Impresiones
Qué embaucador es el sol de invierno, qué mentiroso. Parece que va a calentar tu piel con sus rayos y te anima a sacar un brazo del abrigo. Y después ¡zas! desparece y te lo deja como una pata de pollo con el vello de punta en ángulo de noventa grados.
Qué mentiroso y qué insolente, aparentando ser rey del cielo, cuando en realidad cualquier minúscula nube viene y lo tapa y se acabó su reinado sin que haya ejército que pueda defenderlo. El sol de invierno se dibuja sobre el agua como si fuera a calentarla, tan engreído y presumido, y el agua ríe con su cosquilleo trivial.
Qué cándido y qué agradable, con su ternura envolviendo mi cara fría. Anda, Sol, ven y haz brillar por un rato mi cabello, que yo sabré atrapar tu engaño entre mis dedos.
Con el tiempo se radicaliza el nivel de exigencia para con el agua, y ya no sirve cualquiera; no vale cualquier río, ni todos los lagos, ni un estanque en un parque, aún rodeado de castaños. Un día todo parece agua estancada, incluido el mar, como el más grande de los estanques.
Aún así el mar conserva la hegemonía de la reverencia absoluta. Curiosamente, le acompañan las fuentes, de río o de grifo, conformando un oligopolio de hipnosis, de vista y oído, difícil de derrotar.
El agua del mar mira al cielo con nostalgia, esperando su turno para evaporarse y viajar a las nubes, liberarse de la sal pesada que le pica y le chincha, jugar con las plumas de las alas de un águila en vuelo y mirar desde lo alto con la perspectiva que da la inmensidad.
Mi corazón está en el mar, cubierto de sal como el agua, calado hasta las venas, tan herido y tan poderoso con la fuerza que dan las inquietudes.
Dejé dos canciones y un olvido pendientes de un hilo de seda, tan delicado en apariencia, tan duro de cortar.

+---+

TAREA 1 >> Según el texto sobre el sol y el mar, ¿qué acompaña al mar en el «oligopolio de hipnosis»?
TAREA 2 >> Sigue escribiendo el texto sobre el sol y el mar a partir de su última frase.

MATERIAL MOSTRADO >>
+---+

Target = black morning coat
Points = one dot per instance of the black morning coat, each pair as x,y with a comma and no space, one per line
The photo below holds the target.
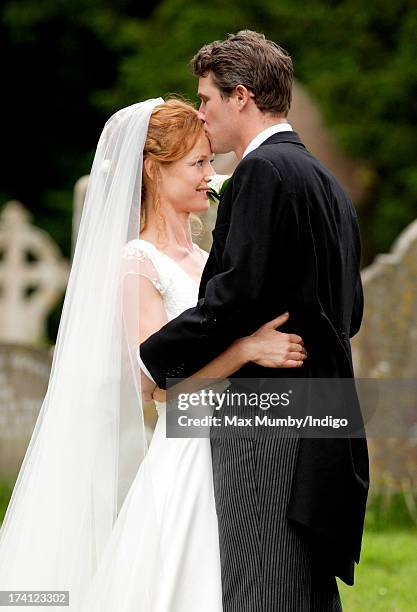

+---+

RESPUESTA 1 >> Las fuentes, de río o de grifo.

RESPUESTA 2 >>
Del dicho al hecho hay un estornudo. Cuando se abren corazón y mente se levanta una corriente que resfría la garganta. Amor de manta y delantal para cuidar las manchas que deja la sal mojada.
Dejé un pedazo de carne sobre el asfalto y hoy se cuentan por decenas los poros sin cerrar, las heridas sin curar, la sed después del llanto que no calma un aluvión de rosas.
Miro al mar y en los ojos gotas de algodón piden regresar al horizonte, y tocar el Sol, y ascender a las nubes, y caer en lluvia y volver a penetrar por la piel rompiendo la barrera del silencio con un grito atragantado.
No hay calor en invierno, ni pasión en los días nublados. El cielo se viste de negro cuando se le atraviesa un planeta al Sol.
Madrid en otoño huele a castañas, a uvas pasas y a lluvia. A batata asada, a aire frío, a madera de árboles caducos, a calefacción. A todo menos a mar, como carencia doliente de una ciudad de aire seco.
Madrid en invierno es más gris y más blanca, más luminosa. Repleta de farolas y de luces cálidas asomando por las ventanas de los edificios altos.
Entre las frutas de invierno, en ocasiones, se cuela una sandía, para dar un toque fresco a los meses de días cortos y noches oscuras.
Recuerdo el olor a otoño penetrando por la nariz y por la piel, frío y húmedo, pesado, con el pecho lanzado a pedir un abrigo o un abrazo para caminar sin miedo y sin zapatos.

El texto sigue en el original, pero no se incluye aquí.